[PROMPT]
Take the data that follows and retype it word for word.

[PROVIDED INFORMATION]
--- --- ---
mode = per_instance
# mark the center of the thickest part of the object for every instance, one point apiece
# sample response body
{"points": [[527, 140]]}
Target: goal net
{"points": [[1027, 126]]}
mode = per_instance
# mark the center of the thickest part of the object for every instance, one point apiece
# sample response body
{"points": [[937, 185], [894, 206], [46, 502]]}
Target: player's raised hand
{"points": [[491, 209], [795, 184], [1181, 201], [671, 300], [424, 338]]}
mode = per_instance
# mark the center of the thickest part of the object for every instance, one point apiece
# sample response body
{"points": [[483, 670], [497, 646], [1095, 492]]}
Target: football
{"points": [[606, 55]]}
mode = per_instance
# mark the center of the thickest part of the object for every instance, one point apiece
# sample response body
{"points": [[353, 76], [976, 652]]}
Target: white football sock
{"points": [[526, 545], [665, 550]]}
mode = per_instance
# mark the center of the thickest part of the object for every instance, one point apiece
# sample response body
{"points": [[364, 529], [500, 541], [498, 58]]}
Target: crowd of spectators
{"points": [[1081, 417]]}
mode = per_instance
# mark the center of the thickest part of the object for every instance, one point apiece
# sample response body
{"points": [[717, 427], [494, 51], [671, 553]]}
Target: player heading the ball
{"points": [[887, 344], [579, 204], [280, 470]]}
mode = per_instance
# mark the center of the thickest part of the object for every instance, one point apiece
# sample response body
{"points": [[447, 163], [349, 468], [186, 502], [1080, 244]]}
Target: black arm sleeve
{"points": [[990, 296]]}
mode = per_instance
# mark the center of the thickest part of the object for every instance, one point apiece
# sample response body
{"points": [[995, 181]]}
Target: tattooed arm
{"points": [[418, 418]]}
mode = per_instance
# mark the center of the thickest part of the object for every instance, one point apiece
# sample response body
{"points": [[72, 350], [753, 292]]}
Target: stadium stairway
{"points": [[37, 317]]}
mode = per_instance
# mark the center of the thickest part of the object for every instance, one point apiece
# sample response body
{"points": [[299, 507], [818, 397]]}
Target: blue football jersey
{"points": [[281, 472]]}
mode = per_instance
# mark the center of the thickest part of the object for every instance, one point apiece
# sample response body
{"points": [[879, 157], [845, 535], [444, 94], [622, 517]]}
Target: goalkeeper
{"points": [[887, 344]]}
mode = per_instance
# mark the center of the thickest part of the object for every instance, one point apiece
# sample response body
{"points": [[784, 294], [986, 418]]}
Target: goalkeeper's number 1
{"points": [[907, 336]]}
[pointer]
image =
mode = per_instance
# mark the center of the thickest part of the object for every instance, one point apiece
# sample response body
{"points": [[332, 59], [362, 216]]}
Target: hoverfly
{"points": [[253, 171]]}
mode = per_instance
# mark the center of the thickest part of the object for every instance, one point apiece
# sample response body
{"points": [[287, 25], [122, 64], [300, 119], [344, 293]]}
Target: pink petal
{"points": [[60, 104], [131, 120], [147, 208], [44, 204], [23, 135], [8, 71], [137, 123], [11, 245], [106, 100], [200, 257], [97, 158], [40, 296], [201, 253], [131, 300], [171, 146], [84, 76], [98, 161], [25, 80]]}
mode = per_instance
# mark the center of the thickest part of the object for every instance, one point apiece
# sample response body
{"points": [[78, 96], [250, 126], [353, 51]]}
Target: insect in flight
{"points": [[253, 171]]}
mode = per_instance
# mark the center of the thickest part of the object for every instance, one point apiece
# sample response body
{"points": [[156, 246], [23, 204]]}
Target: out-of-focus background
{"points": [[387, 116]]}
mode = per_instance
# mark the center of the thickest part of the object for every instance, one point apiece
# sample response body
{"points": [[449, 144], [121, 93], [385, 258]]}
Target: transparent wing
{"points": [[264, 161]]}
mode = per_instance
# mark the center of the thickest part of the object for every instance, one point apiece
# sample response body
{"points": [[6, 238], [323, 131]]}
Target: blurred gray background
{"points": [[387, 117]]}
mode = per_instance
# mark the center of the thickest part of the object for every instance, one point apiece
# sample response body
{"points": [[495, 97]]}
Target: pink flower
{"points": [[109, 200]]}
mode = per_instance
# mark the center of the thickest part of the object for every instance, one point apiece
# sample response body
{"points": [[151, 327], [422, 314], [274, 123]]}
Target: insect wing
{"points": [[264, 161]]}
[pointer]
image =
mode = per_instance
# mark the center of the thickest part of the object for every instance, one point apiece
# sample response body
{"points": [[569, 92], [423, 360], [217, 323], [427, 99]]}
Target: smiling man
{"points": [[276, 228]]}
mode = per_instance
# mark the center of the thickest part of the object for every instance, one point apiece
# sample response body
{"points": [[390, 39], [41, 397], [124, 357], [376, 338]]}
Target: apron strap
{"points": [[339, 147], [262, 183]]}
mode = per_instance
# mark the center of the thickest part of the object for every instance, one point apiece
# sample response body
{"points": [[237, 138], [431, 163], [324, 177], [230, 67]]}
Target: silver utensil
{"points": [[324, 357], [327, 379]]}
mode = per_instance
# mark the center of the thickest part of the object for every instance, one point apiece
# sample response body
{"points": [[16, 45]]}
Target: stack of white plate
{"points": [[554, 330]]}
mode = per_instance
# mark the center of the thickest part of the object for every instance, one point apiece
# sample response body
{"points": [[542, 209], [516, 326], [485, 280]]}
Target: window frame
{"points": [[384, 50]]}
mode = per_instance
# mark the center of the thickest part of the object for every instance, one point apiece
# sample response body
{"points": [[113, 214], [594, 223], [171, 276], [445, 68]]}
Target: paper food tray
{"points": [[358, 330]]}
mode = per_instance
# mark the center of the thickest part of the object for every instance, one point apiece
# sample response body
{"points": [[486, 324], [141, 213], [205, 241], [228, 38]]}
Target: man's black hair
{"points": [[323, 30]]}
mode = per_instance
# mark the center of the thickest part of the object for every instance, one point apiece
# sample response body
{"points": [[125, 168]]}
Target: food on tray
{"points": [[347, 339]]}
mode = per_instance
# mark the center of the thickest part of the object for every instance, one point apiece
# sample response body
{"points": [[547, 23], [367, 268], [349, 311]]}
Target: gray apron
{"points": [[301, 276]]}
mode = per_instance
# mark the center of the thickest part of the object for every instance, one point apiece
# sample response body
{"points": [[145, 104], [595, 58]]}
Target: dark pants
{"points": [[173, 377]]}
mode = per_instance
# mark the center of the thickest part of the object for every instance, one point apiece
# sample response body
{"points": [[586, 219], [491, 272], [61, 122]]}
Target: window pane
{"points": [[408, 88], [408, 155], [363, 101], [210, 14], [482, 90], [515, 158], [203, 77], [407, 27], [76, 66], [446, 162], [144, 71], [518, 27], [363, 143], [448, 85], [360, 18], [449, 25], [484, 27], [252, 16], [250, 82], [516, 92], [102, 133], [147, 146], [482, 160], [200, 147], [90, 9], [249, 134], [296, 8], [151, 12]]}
--- --- ---
[EXPECTED OUTPUT]
mode = per_instance
# mark the center of the thickest part of the object for every instance, one point apiece
# sample response body
{"points": [[527, 140]]}
Target: goal net
{"points": [[1027, 126]]}
mode = per_instance
# mark the center of the thickest part of the object for every instance, one point apiece
# sample response body
{"points": [[937, 185], [894, 206], [46, 502]]}
Target: player's raised hand
{"points": [[491, 209], [795, 184], [1181, 201], [671, 300], [424, 338]]}
mode = per_instance
# mark the center of the thickest part of the object for every instance, one point apiece
# sample response body
{"points": [[483, 670], [497, 646], [1095, 492]]}
Target: football
{"points": [[606, 55]]}
mode = per_instance
# mark the center of the thickest part of the object for every instance, one point apiece
# sample response body
{"points": [[353, 76], [976, 652]]}
Target: white football sock
{"points": [[526, 545], [665, 550]]}
mode = per_instance
# mark the center of the thickest part of the object for every instance, one point apiece
# sample response body
{"points": [[364, 529], [500, 541], [498, 58]]}
Target: crowd of spectators
{"points": [[1081, 417]]}
mode = per_instance
# mark the center of the thickest part of the object for every instance, one point apiece
# sample response body
{"points": [[717, 427], [494, 51], [671, 553]]}
Target: player heading the ball
{"points": [[887, 344], [579, 204], [280, 470]]}
mode = per_instance
# mark the center of the thickest part of the object for every instance, one point apiece
# sample response body
{"points": [[447, 163], [349, 468], [186, 502], [1080, 244]]}
Target: black arm sleeve
{"points": [[990, 296]]}
mode = per_instance
# mark the center of the thickest part of the object for every instance, one point apiece
# sample response body
{"points": [[995, 181]]}
Target: tattooed arm
{"points": [[418, 418]]}
mode = per_instance
# mark the center of the thickest part of the object for every instance, one point apiece
# sample response body
{"points": [[72, 350], [753, 292]]}
Target: stadium stairway
{"points": [[37, 317]]}
mode = per_instance
# mark the center of the thickest part of the object for every instance, one point apiece
# sample response body
{"points": [[299, 507], [818, 397]]}
Target: blue football jersey
{"points": [[281, 472]]}
mode = per_instance
# mark the center of the thickest part of the object for every instance, one point apiece
# sample response body
{"points": [[879, 157], [845, 535], [444, 94], [622, 517]]}
Target: goalkeeper
{"points": [[887, 344]]}
mode = per_instance
# mark the center of the thickest part of the object for every instance, one point apiece
# sample response body
{"points": [[784, 294], [986, 418]]}
Target: goalkeeper's number 1
{"points": [[907, 336]]}
[pointer]
image =
mode = per_instance
# mark the center of the thickest part of the object for every instance, one point apiece
# sample response body
{"points": [[332, 59], [362, 216]]}
Target: hoverfly
{"points": [[253, 171]]}
mode = per_instance
# mark the center of the thickest part of the object for every instance, one point apiece
# sample response body
{"points": [[287, 25], [122, 64], [300, 119], [344, 293]]}
Target: pink petal
{"points": [[60, 104], [131, 120], [147, 208], [44, 204], [23, 135], [8, 71], [137, 123], [11, 245], [106, 100], [200, 257], [97, 158], [40, 296], [201, 253], [131, 300], [171, 146], [84, 76], [98, 161], [25, 80]]}
mode = per_instance
# mark the center of the thickest part of the object for every instance, one point apiece
# sample response body
{"points": [[78, 96], [250, 126], [353, 51]]}
Target: insect in flight
{"points": [[253, 171]]}
mode = per_instance
# mark the center of the thickest part of the object for every instance, one point apiece
# sample response body
{"points": [[156, 246], [23, 204]]}
Target: out-of-focus background
{"points": [[387, 116]]}
mode = per_instance
# mark the center of the thickest part of the object for every instance, one point apiece
# sample response body
{"points": [[449, 144], [121, 93], [385, 258]]}
Target: transparent wing
{"points": [[264, 161]]}
mode = per_instance
# mark the center of the thickest part of the object for every instance, one point apiece
# sample response body
{"points": [[6, 238], [323, 131]]}
Target: blurred gray background
{"points": [[387, 117]]}
mode = per_instance
# mark the center of the thickest part of the object for every instance, one point apiece
# sample response body
{"points": [[495, 97]]}
Target: pink flower
{"points": [[109, 200]]}
mode = per_instance
# mark the center of the thickest part of the object for every instance, one point apiece
# sample response body
{"points": [[151, 327], [422, 314], [274, 123]]}
Target: insect wing
{"points": [[264, 161]]}
[pointer]
image =
mode = per_instance
# mark the center of the thickest part of the object for every instance, one point apiece
# sample response body
{"points": [[569, 92], [423, 360], [217, 323], [427, 99]]}
Target: smiling man
{"points": [[276, 228]]}
mode = per_instance
# mark the center of the thickest part of the object for every instance, one point apiece
# sample response body
{"points": [[390, 39], [41, 397], [124, 357], [376, 338]]}
Target: apron strap
{"points": [[339, 147], [262, 183]]}
mode = per_instance
# mark the center of the thickest part of the object for every instance, one point apiece
# sample response body
{"points": [[237, 138], [431, 163], [324, 177], [230, 67]]}
Target: silver utensil
{"points": [[324, 357], [327, 379]]}
mode = per_instance
# mark the center of the thickest part of the object for every instance, one point apiece
# sample response body
{"points": [[16, 45]]}
Target: stack of white plate
{"points": [[554, 330]]}
mode = per_instance
# mark the center of the thickest part of the object for every instance, one point apiece
# sample response body
{"points": [[542, 209], [516, 326], [485, 280]]}
Target: window frame
{"points": [[384, 50]]}
mode = per_instance
# mark the center of the thickest part of the object for every instance, one point apiece
# sample response body
{"points": [[113, 214], [594, 223], [171, 276], [445, 68]]}
Target: paper food tray
{"points": [[358, 330]]}
mode = per_instance
# mark the center of the thickest part of the object for every instance, one point apiece
# sample response body
{"points": [[486, 324], [141, 213], [205, 241], [228, 38]]}
Target: man's black hair
{"points": [[323, 30]]}
mode = per_instance
# mark the center of the thickest part of the object for every instance, one point apiece
# sample response body
{"points": [[125, 168]]}
Target: food on tray
{"points": [[347, 339]]}
mode = per_instance
# mark the center of the thickest part of the object for every instance, one point apiece
# sample response body
{"points": [[547, 23], [367, 268], [349, 311]]}
Target: gray apron
{"points": [[301, 276]]}
mode = per_instance
# mark the center of the thickest part of the object for every instance, one point apiece
# sample response body
{"points": [[145, 104], [595, 58]]}
Target: dark pants
{"points": [[173, 377]]}
mode = per_instance
# mark the center of the thickest part of the object for every instance, one point apiece
# sample response body
{"points": [[586, 219], [491, 272], [61, 122]]}
Target: window pane
{"points": [[408, 88], [408, 155], [363, 101], [210, 14], [482, 90], [515, 158], [203, 77], [407, 27], [76, 66], [446, 162], [144, 71], [518, 27], [363, 143], [448, 85], [360, 18], [449, 25], [484, 27], [252, 16], [250, 82], [516, 92], [102, 133], [147, 146], [482, 160], [200, 147], [90, 9], [249, 134], [296, 8], [151, 12]]}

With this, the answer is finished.